[A run of rows]
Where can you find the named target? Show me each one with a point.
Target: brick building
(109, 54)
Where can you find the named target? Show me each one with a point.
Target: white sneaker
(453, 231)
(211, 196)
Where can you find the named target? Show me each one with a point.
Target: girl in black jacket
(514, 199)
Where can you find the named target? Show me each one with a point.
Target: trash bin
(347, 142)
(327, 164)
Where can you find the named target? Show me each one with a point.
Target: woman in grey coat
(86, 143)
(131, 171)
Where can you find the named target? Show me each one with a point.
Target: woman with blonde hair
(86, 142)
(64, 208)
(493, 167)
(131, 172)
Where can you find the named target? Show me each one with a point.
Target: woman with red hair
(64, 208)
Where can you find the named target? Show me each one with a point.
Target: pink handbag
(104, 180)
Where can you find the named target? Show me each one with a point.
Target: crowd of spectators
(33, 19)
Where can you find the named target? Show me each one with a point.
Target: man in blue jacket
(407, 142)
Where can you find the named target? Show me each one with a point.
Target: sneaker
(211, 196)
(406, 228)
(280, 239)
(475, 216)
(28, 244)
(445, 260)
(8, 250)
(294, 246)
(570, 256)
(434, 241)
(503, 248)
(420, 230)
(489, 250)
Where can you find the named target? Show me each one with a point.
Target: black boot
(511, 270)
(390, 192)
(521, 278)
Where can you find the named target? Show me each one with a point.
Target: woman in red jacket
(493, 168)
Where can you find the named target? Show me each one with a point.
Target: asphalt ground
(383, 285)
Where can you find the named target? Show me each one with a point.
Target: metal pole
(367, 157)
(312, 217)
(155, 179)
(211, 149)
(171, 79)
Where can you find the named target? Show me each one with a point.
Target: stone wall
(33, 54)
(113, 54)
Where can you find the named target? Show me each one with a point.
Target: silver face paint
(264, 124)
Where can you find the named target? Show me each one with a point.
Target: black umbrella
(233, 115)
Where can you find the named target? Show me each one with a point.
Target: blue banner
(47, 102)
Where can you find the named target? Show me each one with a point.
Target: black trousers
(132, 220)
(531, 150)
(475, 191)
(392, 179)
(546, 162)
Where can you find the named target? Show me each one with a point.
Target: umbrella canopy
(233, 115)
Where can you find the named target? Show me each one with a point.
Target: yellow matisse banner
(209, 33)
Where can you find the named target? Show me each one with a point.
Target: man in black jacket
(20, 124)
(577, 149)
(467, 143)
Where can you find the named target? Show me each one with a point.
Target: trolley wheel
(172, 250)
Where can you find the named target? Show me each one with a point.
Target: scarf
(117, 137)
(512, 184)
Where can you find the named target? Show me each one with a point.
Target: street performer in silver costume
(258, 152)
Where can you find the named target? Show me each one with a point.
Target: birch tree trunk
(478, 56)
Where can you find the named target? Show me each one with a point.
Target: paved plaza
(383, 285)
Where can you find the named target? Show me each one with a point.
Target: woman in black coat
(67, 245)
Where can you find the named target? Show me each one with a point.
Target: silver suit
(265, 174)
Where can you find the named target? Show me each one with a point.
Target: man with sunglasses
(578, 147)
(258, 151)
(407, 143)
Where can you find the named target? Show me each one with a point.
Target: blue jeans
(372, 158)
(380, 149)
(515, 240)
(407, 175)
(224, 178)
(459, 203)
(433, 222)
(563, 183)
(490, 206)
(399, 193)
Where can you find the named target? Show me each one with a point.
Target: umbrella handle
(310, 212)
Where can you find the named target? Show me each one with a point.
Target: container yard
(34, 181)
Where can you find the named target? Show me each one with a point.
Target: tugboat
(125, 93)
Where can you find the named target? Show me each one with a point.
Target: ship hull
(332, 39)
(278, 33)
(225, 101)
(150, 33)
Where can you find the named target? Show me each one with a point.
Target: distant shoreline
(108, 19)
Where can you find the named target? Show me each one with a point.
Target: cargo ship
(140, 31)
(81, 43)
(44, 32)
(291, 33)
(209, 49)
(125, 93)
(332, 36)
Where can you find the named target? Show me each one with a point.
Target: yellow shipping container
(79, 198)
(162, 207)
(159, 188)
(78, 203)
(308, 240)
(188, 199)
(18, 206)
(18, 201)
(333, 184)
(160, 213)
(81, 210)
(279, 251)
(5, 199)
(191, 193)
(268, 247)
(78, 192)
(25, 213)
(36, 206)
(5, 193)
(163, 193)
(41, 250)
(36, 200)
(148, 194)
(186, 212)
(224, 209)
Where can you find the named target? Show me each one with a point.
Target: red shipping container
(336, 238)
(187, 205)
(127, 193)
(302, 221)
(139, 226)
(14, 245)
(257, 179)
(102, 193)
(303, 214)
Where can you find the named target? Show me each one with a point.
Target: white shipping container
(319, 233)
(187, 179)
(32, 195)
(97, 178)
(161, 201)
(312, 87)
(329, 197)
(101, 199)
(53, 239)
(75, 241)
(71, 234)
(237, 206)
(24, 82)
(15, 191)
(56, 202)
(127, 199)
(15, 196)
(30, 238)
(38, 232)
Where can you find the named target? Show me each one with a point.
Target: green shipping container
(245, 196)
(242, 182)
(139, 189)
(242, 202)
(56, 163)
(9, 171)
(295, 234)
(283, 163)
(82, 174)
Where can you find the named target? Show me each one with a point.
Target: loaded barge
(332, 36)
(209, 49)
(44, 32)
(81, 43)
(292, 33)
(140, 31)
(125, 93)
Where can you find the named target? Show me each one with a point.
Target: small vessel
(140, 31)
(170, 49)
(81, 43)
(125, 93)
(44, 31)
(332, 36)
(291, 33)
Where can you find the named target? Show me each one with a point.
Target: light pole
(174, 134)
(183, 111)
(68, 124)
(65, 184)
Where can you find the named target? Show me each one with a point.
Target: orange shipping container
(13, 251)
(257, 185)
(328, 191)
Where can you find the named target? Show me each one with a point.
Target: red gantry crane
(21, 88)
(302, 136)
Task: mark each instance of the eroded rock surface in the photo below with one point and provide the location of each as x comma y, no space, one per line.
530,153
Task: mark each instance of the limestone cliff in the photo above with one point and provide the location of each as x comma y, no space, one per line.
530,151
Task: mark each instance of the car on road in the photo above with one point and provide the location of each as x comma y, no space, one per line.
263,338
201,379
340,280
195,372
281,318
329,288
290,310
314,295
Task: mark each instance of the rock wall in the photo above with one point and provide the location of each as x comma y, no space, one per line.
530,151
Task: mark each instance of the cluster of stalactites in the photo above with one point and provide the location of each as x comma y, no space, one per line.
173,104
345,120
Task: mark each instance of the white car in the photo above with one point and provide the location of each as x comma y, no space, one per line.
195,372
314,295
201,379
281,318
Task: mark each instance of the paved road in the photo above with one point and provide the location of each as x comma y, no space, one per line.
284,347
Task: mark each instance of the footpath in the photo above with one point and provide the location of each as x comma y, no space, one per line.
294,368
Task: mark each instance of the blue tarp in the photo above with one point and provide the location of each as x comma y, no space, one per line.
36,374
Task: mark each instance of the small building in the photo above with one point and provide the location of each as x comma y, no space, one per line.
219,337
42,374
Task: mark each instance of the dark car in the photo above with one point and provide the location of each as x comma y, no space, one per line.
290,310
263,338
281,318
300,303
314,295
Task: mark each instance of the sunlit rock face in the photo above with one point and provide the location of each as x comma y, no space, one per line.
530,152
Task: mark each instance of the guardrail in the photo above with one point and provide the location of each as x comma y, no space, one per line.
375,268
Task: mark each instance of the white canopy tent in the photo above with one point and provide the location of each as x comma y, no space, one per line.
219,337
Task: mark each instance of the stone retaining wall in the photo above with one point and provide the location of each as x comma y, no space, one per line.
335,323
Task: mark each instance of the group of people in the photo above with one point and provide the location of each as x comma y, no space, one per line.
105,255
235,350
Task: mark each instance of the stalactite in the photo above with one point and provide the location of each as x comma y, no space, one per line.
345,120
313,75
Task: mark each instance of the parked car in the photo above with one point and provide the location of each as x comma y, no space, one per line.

__What to do__
Reproduce verbatim the part of the rows above that opens with the line containing "Task: mark each instance of the group" and continues through the last row, including both of those lines.

__Answer to the problem__
Task: mark each instance of the group of people in the photo above with one point and provide the location of each as x comma y, no space, one per line.
105,255
235,350
Task: mark each instance of the stalactite in the photo above with one point and provide the location of each as x comma y, no space, one per line.
345,120
313,75
Task: mark each instance of the parked car in the photo above with one point and provide the location of each as x comma y, no space, one per line.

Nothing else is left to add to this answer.